What you should do: Swap "Indicate" for "Mark" throughout the listing below and write it out again with nothing else changed. Omit the pictures from your answer.

Records of labeled points
** begin **
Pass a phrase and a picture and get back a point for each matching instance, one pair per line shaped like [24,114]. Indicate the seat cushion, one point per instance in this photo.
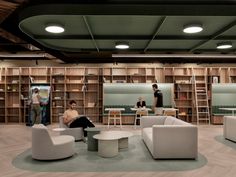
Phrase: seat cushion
[147,137]
[169,120]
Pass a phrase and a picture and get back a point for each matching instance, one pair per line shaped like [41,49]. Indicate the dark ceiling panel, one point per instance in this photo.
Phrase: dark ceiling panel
[151,26]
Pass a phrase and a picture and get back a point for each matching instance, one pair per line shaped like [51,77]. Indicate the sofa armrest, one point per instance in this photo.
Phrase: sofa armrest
[149,121]
[175,141]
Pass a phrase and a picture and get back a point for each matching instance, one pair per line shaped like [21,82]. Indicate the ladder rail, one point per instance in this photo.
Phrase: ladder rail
[201,99]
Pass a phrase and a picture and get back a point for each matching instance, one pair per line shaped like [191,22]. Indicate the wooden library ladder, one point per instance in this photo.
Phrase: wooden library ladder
[201,100]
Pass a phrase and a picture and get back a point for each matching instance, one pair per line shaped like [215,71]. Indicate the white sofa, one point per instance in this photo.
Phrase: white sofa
[229,127]
[167,137]
[45,147]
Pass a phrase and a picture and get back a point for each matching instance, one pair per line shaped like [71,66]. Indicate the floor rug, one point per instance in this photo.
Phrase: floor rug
[135,158]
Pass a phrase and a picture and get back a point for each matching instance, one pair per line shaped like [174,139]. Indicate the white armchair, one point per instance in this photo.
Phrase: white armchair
[77,133]
[45,147]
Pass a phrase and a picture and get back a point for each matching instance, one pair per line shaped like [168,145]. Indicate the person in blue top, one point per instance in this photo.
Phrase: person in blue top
[141,103]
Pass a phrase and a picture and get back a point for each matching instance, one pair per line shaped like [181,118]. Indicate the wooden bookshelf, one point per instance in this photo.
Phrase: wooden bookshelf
[85,86]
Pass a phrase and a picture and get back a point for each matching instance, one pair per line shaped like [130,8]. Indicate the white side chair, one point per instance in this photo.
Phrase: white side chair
[45,147]
[77,133]
[139,114]
[114,115]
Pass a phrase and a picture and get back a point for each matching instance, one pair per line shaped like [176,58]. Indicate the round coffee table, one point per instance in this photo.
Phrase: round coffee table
[92,143]
[123,141]
[107,144]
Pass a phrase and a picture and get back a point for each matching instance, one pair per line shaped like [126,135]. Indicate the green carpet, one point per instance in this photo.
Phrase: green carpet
[226,142]
[135,158]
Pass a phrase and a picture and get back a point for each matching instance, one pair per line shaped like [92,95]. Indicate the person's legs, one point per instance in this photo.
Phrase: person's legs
[82,122]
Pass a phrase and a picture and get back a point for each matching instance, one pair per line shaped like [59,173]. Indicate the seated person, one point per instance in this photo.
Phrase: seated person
[141,103]
[72,119]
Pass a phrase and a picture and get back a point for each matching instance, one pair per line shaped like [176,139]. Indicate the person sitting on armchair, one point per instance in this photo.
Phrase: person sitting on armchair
[72,119]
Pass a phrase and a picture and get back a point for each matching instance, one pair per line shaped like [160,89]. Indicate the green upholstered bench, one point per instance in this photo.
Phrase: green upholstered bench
[218,114]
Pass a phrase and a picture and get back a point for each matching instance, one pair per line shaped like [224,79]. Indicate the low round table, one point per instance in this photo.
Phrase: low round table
[107,144]
[92,143]
[123,141]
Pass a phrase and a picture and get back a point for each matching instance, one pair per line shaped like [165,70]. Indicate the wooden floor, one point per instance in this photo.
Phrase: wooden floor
[14,139]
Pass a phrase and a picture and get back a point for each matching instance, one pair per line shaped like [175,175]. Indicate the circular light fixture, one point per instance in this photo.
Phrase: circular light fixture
[193,28]
[122,45]
[224,45]
[54,28]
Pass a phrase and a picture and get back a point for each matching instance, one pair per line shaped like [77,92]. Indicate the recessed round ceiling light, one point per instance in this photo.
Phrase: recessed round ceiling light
[193,28]
[54,29]
[224,45]
[122,45]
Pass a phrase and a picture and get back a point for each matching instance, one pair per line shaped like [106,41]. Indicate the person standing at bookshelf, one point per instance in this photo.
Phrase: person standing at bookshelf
[72,119]
[158,100]
[35,107]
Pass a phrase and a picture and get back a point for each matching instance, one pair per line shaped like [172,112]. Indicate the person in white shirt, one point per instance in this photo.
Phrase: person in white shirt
[35,107]
[72,118]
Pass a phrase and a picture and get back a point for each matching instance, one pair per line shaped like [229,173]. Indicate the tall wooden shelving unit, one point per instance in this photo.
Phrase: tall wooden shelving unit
[85,86]
[75,87]
[2,95]
[12,111]
[91,93]
[24,92]
[58,95]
** end **
Solution to the exercise:
Pass a phrase and a picture and get back a point for each matching instance, one pair per line shaped like [24,114]. Mark the seat cushion, one point per instance in this photo.
Phrase: seat cushion
[147,137]
[169,120]
Pass a phrase and a picture and get back a point for each matching instance, one pair per line shaped like [41,49]. Mark the dark ceiling panel, one point per instance in this photo.
Phrase: dark ceiling panel
[151,26]
Pass a phrase and a picture and get back a point for each matching instance, one pair per line shaped like [51,77]. Mark the sofa armrest, one point per instance in this photo.
Phrase: sofa armrest
[149,121]
[175,141]
Pass a phrase and a picture and get back a point for each matching instance, one pair per line shaped like [21,82]. Mark the ladder rail, one point per instance in this photo.
Phrase: ladder rail
[201,99]
Pass a phrase and a picture and get back a point for each matching instance, one pair per line shaped like [191,22]. Mark the wooden library ladder, one point per instance in this photo.
Phrase: wooden library ladder
[201,100]
Pass a phrase and a picture and get back a point for each matching instance, one pair per line shaped like [215,71]. Mark the white sofa, one point per instance in this photo.
Phrase: white sofa
[229,127]
[167,137]
[45,147]
Pass a phrase and a picture and get back a point for each matching instance, one pair per line shaped like [71,66]. Mark the floor rug, one point per instance in this photo.
Phrase: floor rug
[135,158]
Pass a phrase and a picture and get back a point for each matching instance, one pair per line shaped like [174,139]. Mark the white armchair, one point per instance in this photo.
Phrase: white armchair
[77,133]
[45,147]
Pass a phrase and a picture and get back a point for each matching instance, one pair per line shaped like [168,145]. Mark the person in blue top, one point per instance in this photo.
Phrase: person in blue top
[141,103]
Pass a phrase and a picture and get back a point for each matching instance, one pair per line shaped like [181,118]. Mark the wooden bookshelf, one point per instance in this photo.
Phrase: wooden bookshelf
[85,86]
Pass a phrase and a picture and get back a point for each matching instance, one pair per line shaped like [130,8]. Mark the white side chair, one point per instance in this photo.
Phrase: white side chair
[45,147]
[77,133]
[139,114]
[114,115]
Pass a phrase and a picture and get back a point for each matching instance, one pair per line shaped like [176,58]. Mark the round coffee table, one point per instance in this photo.
Phrase: round coffee table
[92,143]
[123,141]
[107,144]
Pass a phrase and a picture and get back a point for each matching instance, one pair per line shaped like [126,135]. Mark the green carpet, one point per instance in this photo.
Phrase: green carpet
[226,142]
[135,158]
Pass a phrase and a picture and get back a point for each matching instance, one pair per line shaped like [92,95]. Mark the person's legs, one point per instance in this photo.
Phrase: person's legs
[82,122]
Pass a phrase and a picture and get back a point for each matching instance, one pair per line shaped like [59,173]. Mark the seated person, one point per instance in this photo.
Phrase: seated person
[141,103]
[72,119]
Pass a phrase and a picture and get back a point for each matching instance, one pair per line shaped like [176,139]. Mark the person sitting on armchair, one point per instance in this photo.
Phrase: person sitting on armchair
[72,119]
Pass a phrase and a picture and get back a point for each matching instance, one pair per line shaped like [160,89]. Mark the green upholstered bench, one point per instance in this photo.
Phrase: green upholstered bench
[218,114]
Pass a phrase and a picture and get back a point for each matching instance, one pair per line shaped like [224,79]. Mark the low round table, one point per instance in this photo.
Phrase: low round table
[107,144]
[92,143]
[123,141]
Pass a phrase and a picture and get back a point for each matching instance, one pair per line shaped like [165,70]. Mark the wooden floor, one point per instance in this photo.
Phrase: wooden floor
[14,139]
Pass a phrase and a picture and get back a point for each matching instance, one pair per line shaped like [175,175]. Mark the circular light fixture, one point per instance in this photo.
Phrase: circular light fixture
[193,28]
[122,45]
[224,45]
[54,28]
Pass a phrase and a picture and get back a point for each matching instance, one pair per line shaped like [77,92]. Mark the recessed round ceiling light, one point per instance in this photo.
Phrase: recessed round ceiling light
[193,28]
[54,29]
[224,45]
[122,45]
Pass a phrase and a picture and get back a point for each matching instance, one pair per line shaped like [106,41]. Mark the person standing at bookshelf, one point per instance in this photo.
Phrase: person standing at bookshelf
[72,119]
[158,100]
[35,107]
Pass a phrase and a picture and get back a point for each matching instance, one pair per line shaped like [172,112]. Mark the person in white shirt, one point per instance in this photo.
Phrase: person in white shirt
[35,107]
[72,118]
Pass a phrase and a picture and get back a point for each matching instance, one pair per line shaped like [229,173]. Mark the tall wooden shelving unit, one point per instance in this photo.
Phrase: tall wooden shelving unit
[85,86]
[75,87]
[2,95]
[12,111]
[91,93]
[24,92]
[58,95]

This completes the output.